● **Prompt**: Repeat verbatim each line from the line with "Pin every instance of the black umbrella." to the end of the entries. Pictures do not belong in the copy.

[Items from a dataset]
▼
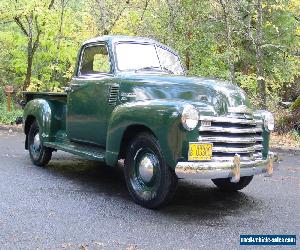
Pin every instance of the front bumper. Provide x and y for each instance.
(228, 169)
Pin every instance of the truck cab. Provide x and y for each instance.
(130, 99)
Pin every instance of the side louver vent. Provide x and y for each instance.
(113, 94)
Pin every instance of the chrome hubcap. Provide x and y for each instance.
(146, 167)
(36, 141)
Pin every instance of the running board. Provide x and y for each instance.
(88, 152)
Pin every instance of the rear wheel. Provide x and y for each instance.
(150, 182)
(39, 154)
(224, 184)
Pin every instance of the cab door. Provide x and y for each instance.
(89, 107)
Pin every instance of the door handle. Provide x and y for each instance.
(68, 89)
(75, 85)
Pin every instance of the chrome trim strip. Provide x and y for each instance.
(232, 130)
(217, 149)
(214, 170)
(230, 158)
(230, 120)
(225, 139)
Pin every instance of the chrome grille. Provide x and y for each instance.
(234, 134)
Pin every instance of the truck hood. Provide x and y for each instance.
(210, 95)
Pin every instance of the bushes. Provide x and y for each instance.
(8, 118)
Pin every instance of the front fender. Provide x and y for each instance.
(161, 117)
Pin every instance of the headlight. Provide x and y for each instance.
(268, 118)
(189, 117)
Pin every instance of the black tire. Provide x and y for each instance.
(224, 184)
(39, 154)
(148, 190)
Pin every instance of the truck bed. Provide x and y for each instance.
(62, 97)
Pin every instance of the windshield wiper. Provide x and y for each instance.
(149, 68)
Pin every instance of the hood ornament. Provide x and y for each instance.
(242, 109)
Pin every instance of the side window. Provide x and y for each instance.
(95, 60)
(169, 61)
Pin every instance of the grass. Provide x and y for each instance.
(9, 118)
(290, 139)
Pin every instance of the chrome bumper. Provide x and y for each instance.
(228, 169)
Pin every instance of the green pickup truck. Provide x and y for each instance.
(130, 99)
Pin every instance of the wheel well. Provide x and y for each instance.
(29, 120)
(129, 134)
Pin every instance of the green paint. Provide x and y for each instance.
(153, 101)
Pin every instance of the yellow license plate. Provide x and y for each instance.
(200, 151)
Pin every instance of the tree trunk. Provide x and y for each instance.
(259, 57)
(29, 54)
(228, 35)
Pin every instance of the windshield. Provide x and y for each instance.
(147, 57)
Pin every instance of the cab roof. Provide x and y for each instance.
(119, 38)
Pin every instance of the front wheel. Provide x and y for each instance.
(151, 183)
(224, 184)
(39, 154)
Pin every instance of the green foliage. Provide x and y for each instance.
(9, 118)
(296, 104)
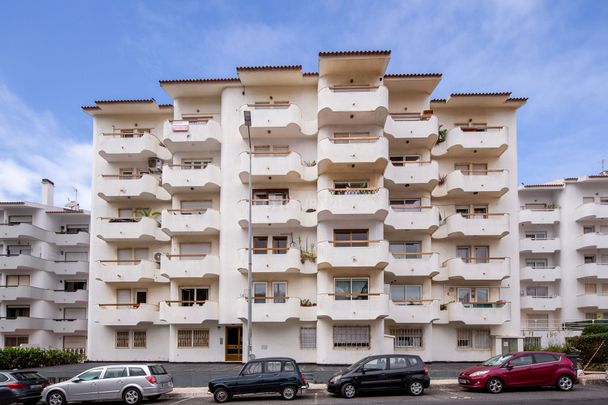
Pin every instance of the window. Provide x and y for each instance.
(407, 337)
(187, 338)
(351, 337)
(351, 289)
(308, 338)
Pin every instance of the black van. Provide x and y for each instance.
(382, 372)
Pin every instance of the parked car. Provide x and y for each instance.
(26, 385)
(382, 372)
(520, 369)
(268, 375)
(126, 382)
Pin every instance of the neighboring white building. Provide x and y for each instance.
(44, 266)
(564, 255)
(369, 236)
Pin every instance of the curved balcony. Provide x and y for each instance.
(277, 120)
(282, 167)
(419, 175)
(195, 221)
(488, 183)
(269, 260)
(414, 311)
(416, 131)
(353, 203)
(418, 264)
(424, 218)
(133, 148)
(352, 105)
(126, 314)
(475, 313)
(492, 142)
(530, 245)
(180, 178)
(540, 275)
(365, 152)
(476, 269)
(189, 266)
(270, 311)
(594, 240)
(145, 187)
(280, 213)
(531, 303)
(131, 229)
(188, 312)
(592, 270)
(371, 253)
(590, 212)
(539, 216)
(358, 308)
(184, 136)
(128, 271)
(492, 226)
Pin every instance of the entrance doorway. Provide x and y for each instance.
(234, 343)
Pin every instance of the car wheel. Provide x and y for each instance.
(221, 395)
(495, 385)
(348, 390)
(415, 388)
(565, 383)
(131, 396)
(56, 398)
(289, 392)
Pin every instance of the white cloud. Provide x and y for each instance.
(36, 146)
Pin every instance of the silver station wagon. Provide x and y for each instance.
(126, 382)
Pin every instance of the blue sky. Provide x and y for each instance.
(56, 56)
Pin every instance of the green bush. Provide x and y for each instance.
(32, 357)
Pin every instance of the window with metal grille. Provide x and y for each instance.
(405, 337)
(308, 338)
(352, 336)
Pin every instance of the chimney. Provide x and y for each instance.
(48, 191)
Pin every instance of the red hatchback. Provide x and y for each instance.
(520, 369)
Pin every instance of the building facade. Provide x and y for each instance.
(564, 256)
(383, 220)
(44, 266)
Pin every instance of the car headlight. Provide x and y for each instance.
(479, 373)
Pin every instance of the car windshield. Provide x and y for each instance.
(496, 360)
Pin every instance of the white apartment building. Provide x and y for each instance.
(44, 266)
(369, 234)
(564, 255)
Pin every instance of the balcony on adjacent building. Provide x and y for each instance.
(285, 166)
(355, 253)
(421, 175)
(479, 313)
(132, 147)
(342, 150)
(276, 119)
(194, 135)
(196, 266)
(466, 183)
(418, 130)
(353, 203)
(188, 312)
(190, 221)
(414, 264)
(414, 311)
(180, 178)
(352, 104)
(465, 141)
(137, 187)
(130, 230)
(488, 225)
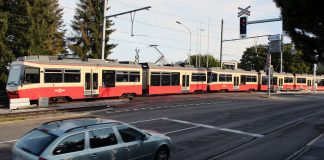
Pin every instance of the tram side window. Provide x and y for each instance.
(155, 79)
(288, 80)
(196, 77)
(243, 79)
(274, 81)
(202, 77)
(122, 76)
(211, 77)
(53, 76)
(321, 82)
(71, 76)
(166, 79)
(225, 77)
(301, 80)
(264, 80)
(175, 79)
(31, 75)
(134, 76)
(108, 78)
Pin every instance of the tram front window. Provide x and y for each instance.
(14, 76)
(31, 75)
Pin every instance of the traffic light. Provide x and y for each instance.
(243, 27)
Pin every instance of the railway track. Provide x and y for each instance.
(267, 136)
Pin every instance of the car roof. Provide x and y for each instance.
(60, 127)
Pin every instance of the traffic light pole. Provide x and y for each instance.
(269, 73)
(221, 49)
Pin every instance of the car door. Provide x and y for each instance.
(104, 145)
(71, 147)
(136, 145)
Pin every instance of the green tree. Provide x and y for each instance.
(304, 22)
(212, 61)
(87, 25)
(35, 27)
(29, 27)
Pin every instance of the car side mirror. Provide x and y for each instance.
(144, 137)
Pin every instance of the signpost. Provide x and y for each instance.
(243, 13)
(274, 47)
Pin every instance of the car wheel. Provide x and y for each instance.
(162, 154)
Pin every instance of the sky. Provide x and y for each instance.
(157, 26)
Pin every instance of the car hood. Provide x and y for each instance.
(156, 134)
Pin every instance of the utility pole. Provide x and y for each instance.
(269, 73)
(105, 20)
(104, 31)
(221, 49)
(281, 50)
(314, 78)
(189, 41)
(207, 46)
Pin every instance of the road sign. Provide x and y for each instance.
(244, 11)
(276, 37)
(274, 48)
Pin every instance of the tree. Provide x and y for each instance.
(35, 27)
(304, 22)
(212, 61)
(87, 25)
(29, 27)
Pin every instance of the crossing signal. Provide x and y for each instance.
(243, 27)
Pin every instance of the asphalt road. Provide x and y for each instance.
(213, 126)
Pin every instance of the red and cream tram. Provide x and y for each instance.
(232, 80)
(44, 76)
(303, 82)
(173, 79)
(34, 77)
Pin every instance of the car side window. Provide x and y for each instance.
(102, 137)
(70, 144)
(129, 134)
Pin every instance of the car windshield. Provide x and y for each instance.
(14, 75)
(35, 142)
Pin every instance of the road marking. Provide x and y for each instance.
(148, 120)
(180, 130)
(314, 140)
(216, 128)
(8, 141)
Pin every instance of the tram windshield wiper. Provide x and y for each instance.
(12, 82)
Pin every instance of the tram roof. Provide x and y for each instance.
(74, 61)
(217, 69)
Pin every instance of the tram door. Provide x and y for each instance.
(309, 84)
(185, 83)
(91, 87)
(280, 83)
(236, 83)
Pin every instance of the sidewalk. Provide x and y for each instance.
(68, 105)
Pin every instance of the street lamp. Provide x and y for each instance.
(190, 39)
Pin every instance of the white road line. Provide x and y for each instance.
(8, 141)
(180, 130)
(216, 128)
(314, 140)
(148, 120)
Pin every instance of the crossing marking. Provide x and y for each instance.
(213, 127)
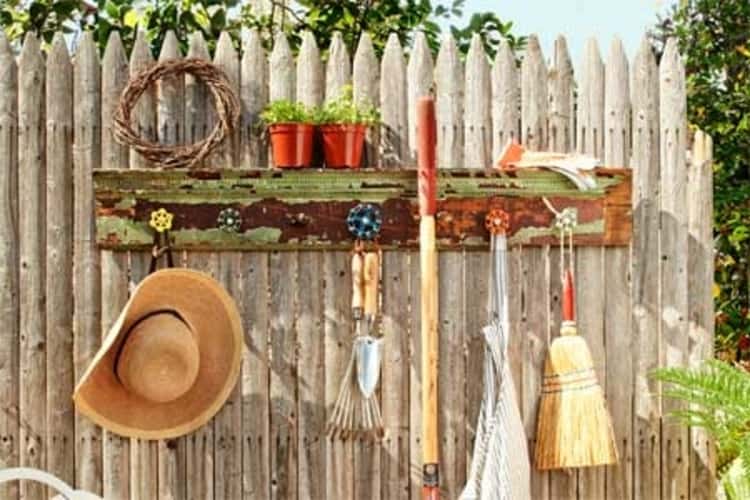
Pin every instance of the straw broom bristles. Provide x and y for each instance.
(574, 427)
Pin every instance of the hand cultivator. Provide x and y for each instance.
(357, 412)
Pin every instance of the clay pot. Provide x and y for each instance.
(292, 144)
(342, 145)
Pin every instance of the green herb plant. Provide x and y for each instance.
(343, 110)
(718, 397)
(285, 111)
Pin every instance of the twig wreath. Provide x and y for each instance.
(183, 155)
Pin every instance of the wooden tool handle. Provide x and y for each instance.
(426, 145)
(569, 297)
(371, 275)
(358, 287)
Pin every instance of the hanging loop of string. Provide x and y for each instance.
(565, 221)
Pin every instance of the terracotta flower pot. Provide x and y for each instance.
(342, 145)
(292, 144)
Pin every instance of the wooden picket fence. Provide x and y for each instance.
(639, 308)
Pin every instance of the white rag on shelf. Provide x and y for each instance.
(574, 166)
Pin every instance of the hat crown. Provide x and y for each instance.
(159, 359)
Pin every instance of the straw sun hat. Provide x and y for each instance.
(170, 360)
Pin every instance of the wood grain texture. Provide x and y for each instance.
(87, 94)
(228, 421)
(170, 129)
(227, 457)
(283, 391)
(256, 442)
(199, 119)
(264, 200)
(59, 261)
(419, 81)
(310, 79)
(619, 375)
(477, 108)
(451, 331)
(311, 371)
(268, 440)
(339, 330)
(366, 83)
(449, 104)
(700, 304)
(338, 69)
(394, 135)
(415, 379)
(534, 97)
(281, 71)
(115, 452)
(32, 248)
(506, 94)
(199, 445)
(590, 122)
(674, 240)
(9, 305)
(477, 274)
(394, 454)
(144, 112)
(534, 286)
(645, 272)
(253, 97)
(561, 99)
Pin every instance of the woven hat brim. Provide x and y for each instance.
(214, 319)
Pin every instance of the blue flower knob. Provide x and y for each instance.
(364, 221)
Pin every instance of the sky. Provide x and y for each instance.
(578, 20)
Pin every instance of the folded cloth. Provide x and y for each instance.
(574, 166)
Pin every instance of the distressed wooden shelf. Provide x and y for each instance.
(269, 200)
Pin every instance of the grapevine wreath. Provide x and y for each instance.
(183, 155)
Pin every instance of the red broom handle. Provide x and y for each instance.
(426, 145)
(569, 297)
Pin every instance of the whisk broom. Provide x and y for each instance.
(574, 428)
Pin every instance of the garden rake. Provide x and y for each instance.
(500, 463)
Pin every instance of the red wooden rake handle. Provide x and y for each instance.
(426, 145)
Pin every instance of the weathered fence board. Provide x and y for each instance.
(59, 260)
(673, 244)
(102, 472)
(32, 251)
(366, 83)
(645, 273)
(86, 267)
(617, 317)
(701, 314)
(639, 307)
(199, 446)
(9, 306)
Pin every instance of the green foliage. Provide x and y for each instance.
(718, 394)
(714, 35)
(343, 109)
(736, 481)
(284, 111)
(156, 18)
(351, 18)
(42, 17)
(379, 18)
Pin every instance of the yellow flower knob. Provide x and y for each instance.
(161, 220)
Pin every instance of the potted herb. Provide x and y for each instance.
(343, 124)
(291, 130)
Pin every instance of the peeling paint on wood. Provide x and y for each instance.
(268, 201)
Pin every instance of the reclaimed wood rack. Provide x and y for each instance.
(306, 209)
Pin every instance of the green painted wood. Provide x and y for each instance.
(269, 200)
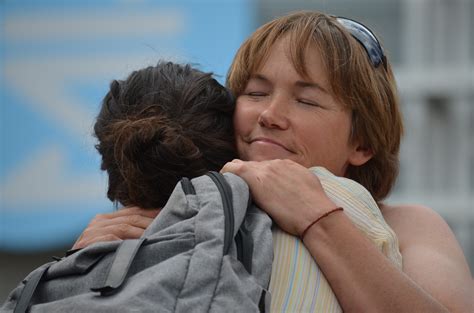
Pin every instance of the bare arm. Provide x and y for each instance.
(361, 277)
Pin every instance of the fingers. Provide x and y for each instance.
(108, 233)
(127, 212)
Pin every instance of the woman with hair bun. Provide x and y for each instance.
(318, 90)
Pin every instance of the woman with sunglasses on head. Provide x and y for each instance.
(315, 90)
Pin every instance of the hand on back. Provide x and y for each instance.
(126, 223)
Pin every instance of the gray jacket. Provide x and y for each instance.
(209, 250)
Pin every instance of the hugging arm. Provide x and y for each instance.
(127, 223)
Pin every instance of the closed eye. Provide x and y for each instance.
(308, 102)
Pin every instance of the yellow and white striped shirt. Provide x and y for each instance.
(297, 284)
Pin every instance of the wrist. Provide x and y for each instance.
(317, 220)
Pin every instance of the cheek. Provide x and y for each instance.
(242, 119)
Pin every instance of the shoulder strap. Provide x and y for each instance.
(30, 287)
(119, 268)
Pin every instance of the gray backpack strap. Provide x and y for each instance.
(30, 287)
(119, 268)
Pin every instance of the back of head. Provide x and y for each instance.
(368, 91)
(160, 124)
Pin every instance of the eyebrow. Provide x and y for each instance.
(299, 83)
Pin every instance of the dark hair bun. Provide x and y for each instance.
(161, 124)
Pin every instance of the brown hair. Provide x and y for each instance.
(158, 125)
(369, 93)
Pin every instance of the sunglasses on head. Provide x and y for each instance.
(367, 39)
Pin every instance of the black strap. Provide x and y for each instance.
(119, 268)
(30, 287)
(244, 244)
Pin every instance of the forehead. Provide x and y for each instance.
(284, 57)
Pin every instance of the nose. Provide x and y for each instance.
(275, 114)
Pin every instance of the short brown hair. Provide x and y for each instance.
(369, 93)
(160, 124)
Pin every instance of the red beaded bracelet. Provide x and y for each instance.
(318, 219)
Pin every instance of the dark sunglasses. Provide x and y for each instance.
(367, 39)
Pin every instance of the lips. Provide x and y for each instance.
(265, 140)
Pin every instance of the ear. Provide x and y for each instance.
(360, 155)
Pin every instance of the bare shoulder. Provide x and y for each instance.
(432, 257)
(416, 224)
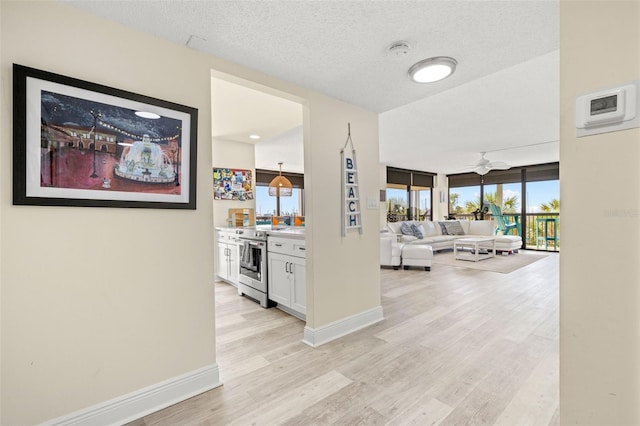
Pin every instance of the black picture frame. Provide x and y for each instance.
(78, 143)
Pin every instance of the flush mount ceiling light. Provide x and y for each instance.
(280, 186)
(432, 69)
(147, 114)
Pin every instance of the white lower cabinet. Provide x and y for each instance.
(286, 272)
(227, 267)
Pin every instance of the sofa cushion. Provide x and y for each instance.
(405, 228)
(443, 228)
(394, 227)
(418, 230)
(452, 228)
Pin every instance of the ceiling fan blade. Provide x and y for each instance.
(499, 165)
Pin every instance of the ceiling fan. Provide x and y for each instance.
(484, 166)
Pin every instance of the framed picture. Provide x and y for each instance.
(77, 143)
(232, 184)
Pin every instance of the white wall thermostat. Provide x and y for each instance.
(608, 110)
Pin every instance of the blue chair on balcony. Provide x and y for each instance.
(502, 223)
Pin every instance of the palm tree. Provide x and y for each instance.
(454, 198)
(552, 206)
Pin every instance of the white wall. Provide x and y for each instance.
(76, 333)
(100, 302)
(599, 188)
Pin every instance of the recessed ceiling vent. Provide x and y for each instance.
(399, 49)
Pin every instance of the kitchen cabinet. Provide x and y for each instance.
(227, 266)
(286, 272)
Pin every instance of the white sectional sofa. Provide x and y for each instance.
(440, 234)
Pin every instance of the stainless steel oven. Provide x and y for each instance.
(252, 252)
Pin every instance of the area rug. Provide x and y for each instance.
(501, 264)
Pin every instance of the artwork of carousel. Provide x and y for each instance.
(145, 161)
(89, 145)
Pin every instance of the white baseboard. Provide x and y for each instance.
(326, 333)
(145, 401)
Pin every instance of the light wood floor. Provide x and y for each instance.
(457, 347)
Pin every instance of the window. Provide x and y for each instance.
(408, 194)
(464, 200)
(421, 203)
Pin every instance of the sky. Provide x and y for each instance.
(266, 204)
(537, 193)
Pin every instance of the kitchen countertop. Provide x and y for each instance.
(288, 232)
(297, 232)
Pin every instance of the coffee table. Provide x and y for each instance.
(470, 248)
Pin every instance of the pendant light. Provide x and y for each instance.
(280, 186)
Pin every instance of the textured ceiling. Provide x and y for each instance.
(340, 48)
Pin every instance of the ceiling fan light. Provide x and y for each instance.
(432, 69)
(482, 170)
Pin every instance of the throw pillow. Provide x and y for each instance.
(443, 227)
(405, 228)
(418, 231)
(454, 228)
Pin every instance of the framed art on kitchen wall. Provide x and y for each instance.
(78, 143)
(232, 184)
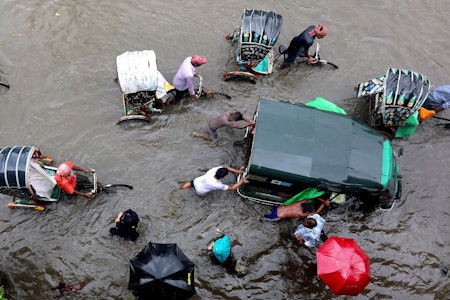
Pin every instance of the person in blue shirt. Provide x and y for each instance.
(300, 44)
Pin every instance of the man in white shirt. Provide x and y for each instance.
(210, 181)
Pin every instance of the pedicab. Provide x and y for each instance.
(256, 35)
(144, 88)
(394, 100)
(28, 177)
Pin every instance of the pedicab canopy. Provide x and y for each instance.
(259, 31)
(331, 151)
(137, 71)
(397, 96)
(14, 165)
(19, 171)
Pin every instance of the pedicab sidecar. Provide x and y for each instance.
(394, 100)
(256, 36)
(25, 177)
(28, 176)
(144, 88)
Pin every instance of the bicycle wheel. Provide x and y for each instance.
(212, 94)
(111, 188)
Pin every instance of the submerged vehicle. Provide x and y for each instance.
(144, 88)
(28, 176)
(295, 147)
(394, 100)
(256, 35)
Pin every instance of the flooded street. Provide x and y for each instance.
(59, 58)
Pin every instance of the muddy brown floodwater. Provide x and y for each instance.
(59, 58)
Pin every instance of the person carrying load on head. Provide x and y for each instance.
(66, 179)
(438, 100)
(183, 80)
(299, 46)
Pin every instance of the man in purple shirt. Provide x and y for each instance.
(183, 79)
(300, 44)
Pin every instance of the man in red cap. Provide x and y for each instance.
(67, 180)
(183, 79)
(300, 45)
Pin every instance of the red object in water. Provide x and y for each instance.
(343, 266)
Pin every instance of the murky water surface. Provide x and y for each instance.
(59, 57)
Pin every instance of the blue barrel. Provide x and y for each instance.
(14, 164)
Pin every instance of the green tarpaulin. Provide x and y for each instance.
(309, 193)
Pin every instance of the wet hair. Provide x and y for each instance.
(237, 116)
(129, 218)
(221, 173)
(310, 223)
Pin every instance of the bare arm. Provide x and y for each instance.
(233, 170)
(237, 184)
(325, 202)
(75, 168)
(87, 195)
(251, 123)
(439, 109)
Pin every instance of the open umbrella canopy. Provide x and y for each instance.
(343, 266)
(161, 271)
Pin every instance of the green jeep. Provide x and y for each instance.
(294, 147)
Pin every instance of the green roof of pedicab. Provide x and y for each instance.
(297, 143)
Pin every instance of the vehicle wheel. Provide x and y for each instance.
(134, 117)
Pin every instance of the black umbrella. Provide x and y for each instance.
(161, 271)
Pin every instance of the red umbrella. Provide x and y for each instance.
(343, 266)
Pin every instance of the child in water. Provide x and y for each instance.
(126, 223)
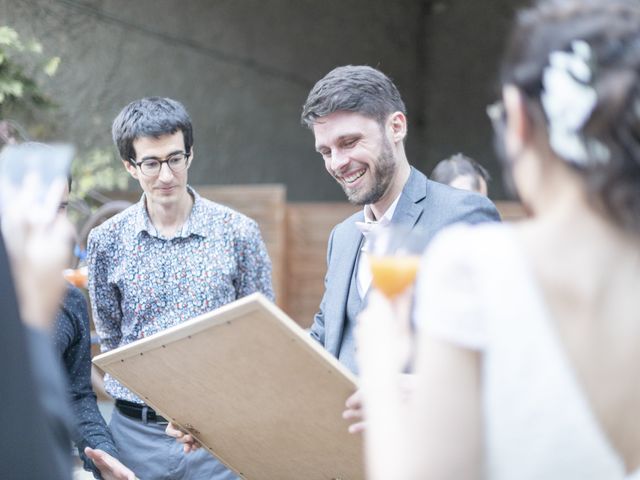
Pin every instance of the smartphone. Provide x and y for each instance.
(33, 177)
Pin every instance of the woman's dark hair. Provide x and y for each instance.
(611, 30)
▲
● **Task response**:
Pin every instance of the black umbrella. Provide x and y for each instance.
(161, 271)
Pin every instance of the red umbrella. Provide x and y for each instance.
(343, 266)
Pin every instance of the child in water. Provide x and y for each instance.
(126, 223)
Pin every instance of the smartphone. Provide x and y for each instance.
(33, 177)
Pin every instance of the woman's dark hair. Provide x and y for each instance.
(611, 30)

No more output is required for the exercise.